→ Problem to solve
Reproduce word for word the stretch of the parameter server reviews from "The paper describes" through "description is exemplary.".

Paper ID: 631
Title: More Effective Distributed ML via a Stale Synchronous Parallel Parameter Server
Reviews

Submitted by Assigned_Reviewer_2

Q1: Comments to author(s). First provide a summary of the paper, and then address the following criteria: Quality, clarity, originality and significance. (For detailed reviewing guidelines, see http://nips.cc/PaperInformation/ReviewerInstructions)
The paper describes a bounded-staleness design for a parameter server for iterative distributed learning based on vector clocks. The idea is clear, intuitive and provides a nice parameterized range between the previous designed for pure asynchronous updates (e.g., Hogwild or Yahoo LDA) and approaches that have a hard synchronization barrier (e.g., most recent SGD papers). While there are no breaking theoretical insights, the paper correctly adapts the analysis from [17]. THe paper is very well-written, and the SSPtable design description is exemplary.

The experimental results are convincing, with computation-vs-communication and clocks/worker/time results particularly encouraging . A few areas for improvement/details that would help:
- Lasso results are painfully limited to a toy synthetic dataset -- a more comprehensive evaluation on it would be quite useful.
- A direct comparison with state-of-the-art distributed learning packages (Yahoo LDA, Hogwild) would be illustrative.
- There should be a single-worker baseline.
- How exactly is data partitioned? This should be mentioned.

A couple suggestions:
- For matrix factorization, could the idea be combined with Gemulla et al's approach for sub-epochs that operate on non-overlapping parameter blocks sequentially?
- It would be helpful to discuss the possibility of forcing the slowest stragglers to sync with an incomplete iteration if that prevents blocking for current staleness level.
Q2: Please summarize your review in 1-2 sentences
The paper is well-written, describes an intuitive idea, and provides convincing experimental results with some relatively minor areas for improvement.

Submitted by Assigned_Reviewer_7

Q1: Comments to author(s). First provide a summary of the paper, and then address the following criteria: Quality, clarity, originality and significance. (For detailed reviewing guidelines, see http://nips.cc/PaperInformation/ReviewerInstructions)

→ Record set
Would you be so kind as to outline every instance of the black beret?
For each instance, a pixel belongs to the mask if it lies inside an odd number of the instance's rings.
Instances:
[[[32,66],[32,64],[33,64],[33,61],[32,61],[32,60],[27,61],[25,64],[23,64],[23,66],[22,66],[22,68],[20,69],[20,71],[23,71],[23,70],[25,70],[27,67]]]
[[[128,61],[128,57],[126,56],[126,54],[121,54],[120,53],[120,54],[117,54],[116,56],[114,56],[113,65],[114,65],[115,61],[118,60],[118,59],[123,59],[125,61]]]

→ Final answer
The paper describes a bounded-staleness design for a parameter server for iterative distributed learning based on vector clocks. The idea is clear, intuitive and provides a nice parameterized range between the previous designed for pure asynchronous updates (e.g., Hogwild or Yahoo LDA) and approaches that have a hard synchronization barrier (e.g., most recent SGD papers). While there are no breaking theoretical insights, the paper correctly adapts the analysis from [17]. THe paper is very well-written, and the SSPtable design description is exemplary.